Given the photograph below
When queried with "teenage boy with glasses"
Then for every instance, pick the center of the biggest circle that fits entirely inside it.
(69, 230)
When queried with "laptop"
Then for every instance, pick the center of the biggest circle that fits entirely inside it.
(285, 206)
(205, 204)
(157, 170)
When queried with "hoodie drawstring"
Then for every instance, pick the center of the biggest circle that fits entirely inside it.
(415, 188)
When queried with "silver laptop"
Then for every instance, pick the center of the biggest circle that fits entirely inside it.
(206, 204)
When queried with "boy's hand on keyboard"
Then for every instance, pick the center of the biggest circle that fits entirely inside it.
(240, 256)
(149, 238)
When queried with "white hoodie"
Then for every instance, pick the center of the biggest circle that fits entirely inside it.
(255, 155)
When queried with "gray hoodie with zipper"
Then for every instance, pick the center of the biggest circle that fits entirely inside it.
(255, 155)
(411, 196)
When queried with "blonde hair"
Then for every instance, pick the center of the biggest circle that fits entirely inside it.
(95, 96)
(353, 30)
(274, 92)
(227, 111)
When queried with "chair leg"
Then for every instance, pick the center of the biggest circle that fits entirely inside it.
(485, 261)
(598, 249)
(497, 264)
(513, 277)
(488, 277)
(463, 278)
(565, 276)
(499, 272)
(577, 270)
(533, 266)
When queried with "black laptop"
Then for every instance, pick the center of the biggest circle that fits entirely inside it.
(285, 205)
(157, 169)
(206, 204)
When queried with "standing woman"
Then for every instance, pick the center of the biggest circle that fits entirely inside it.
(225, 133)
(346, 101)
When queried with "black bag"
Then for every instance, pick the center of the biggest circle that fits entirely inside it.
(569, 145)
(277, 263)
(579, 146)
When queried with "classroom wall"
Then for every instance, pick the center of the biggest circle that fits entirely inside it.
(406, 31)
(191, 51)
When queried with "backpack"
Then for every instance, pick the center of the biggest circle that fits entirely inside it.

---

Exercise details: Each line above must be printed exactly as it appears.

Expected answer:
Given the photograph below
When queried with "teenage boy with glasses"
Then for every instance, pick the center of the biggest circle that fits entirely inside it.
(69, 230)
When queried with "laptop"
Then for every instance, pick the center of the biggest circle that fits entirely inside it.
(285, 206)
(205, 204)
(157, 170)
When queried with "hoodie drawstring"
Then for every instance, pick the center of the biggest circle that fits entirely inside it.
(415, 188)
When queried with "silver laptop"
Then for every instance, pick the center of the biggest circle that fits entirely inside it.
(206, 204)
When queried with "boy's hand on keyboard"
Then for every instance, pick the center of the biggest circle that fits entirely inside it.
(240, 256)
(149, 238)
When queried with "white hoodie"
Then for every instance, pick the center of the biggest circle that fits entirely inside it.
(255, 155)
When queried with "gray hoodie with zipper"
Then for every instance, pick the center of the biggest circle that fits entirely inside it.
(255, 155)
(411, 196)
When queried with "blonde hair"
Then for every instance, pick the center of the biggest circle that fits entirely inside it.
(95, 96)
(353, 30)
(274, 92)
(227, 111)
When queried with "chair leg"
Then for every instance, pick the center of the biggest circle that fits entirely inside it.
(485, 261)
(598, 249)
(497, 264)
(513, 277)
(488, 277)
(463, 278)
(565, 276)
(499, 272)
(577, 270)
(533, 266)
When queried with "black laptop"
Then for every instance, pick the center of the biggest circle that fits entirely inside it.
(285, 205)
(157, 169)
(206, 204)
When queried with "standing woman"
Then for every instance, pick the center of the biggest circle that fits entirely inside it.
(225, 133)
(346, 101)
When queried with "black bag"
Then for every instance, pick the center of the biggest circle that fits entirely inside it.
(569, 145)
(277, 263)
(579, 146)
When queried with "classroom wall"
Then for every instance, pick the center of the biggest circle that fits entirely inside it.
(406, 31)
(191, 51)
When queried with "backpack"
Then for every instance, pick the center of the biggest circle that fits entirely inside it.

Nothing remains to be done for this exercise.